Records section start

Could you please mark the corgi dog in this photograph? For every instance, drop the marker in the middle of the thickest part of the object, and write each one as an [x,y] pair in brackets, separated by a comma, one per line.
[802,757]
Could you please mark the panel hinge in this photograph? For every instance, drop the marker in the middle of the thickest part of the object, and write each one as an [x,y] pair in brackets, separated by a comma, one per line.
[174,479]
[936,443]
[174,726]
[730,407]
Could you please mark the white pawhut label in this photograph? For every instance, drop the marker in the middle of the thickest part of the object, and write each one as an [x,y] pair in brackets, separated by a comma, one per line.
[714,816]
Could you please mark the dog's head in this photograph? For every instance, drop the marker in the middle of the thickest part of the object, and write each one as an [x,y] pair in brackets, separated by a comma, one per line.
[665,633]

Records section end

▶ [What is required]:
Output every line of the listing exactly as written.

▶ [Solution]:
Could you please mark the corgi dog in this photograph? For every instance, drop the marker in the middle of the thickest part of the object, and write each one as an [x,y] pair in brackets, separated by a comma, one per line.
[802,757]
Could you please mark the panel hinge in this photograph? For every instance, drop the marker in the middle of the thickest part of the object, and write each one as an [x,y] pair in brackets, separated by a comma, one per line.
[174,479]
[936,443]
[174,726]
[730,407]
Could you please mark the white pawhut label in this photograph? For every instance, drop the marker in the middle of the thickest part of the object, and write each one as an [x,y] pair in brackets, separated by a comma, one per line.
[714,816]
Could you please mark the dog's head in this photograph? For every instance, drop the marker in the middle of the thickest part of the object, and write each one as an [x,y] pair in brackets, separated by a comma, one per line.
[665,633]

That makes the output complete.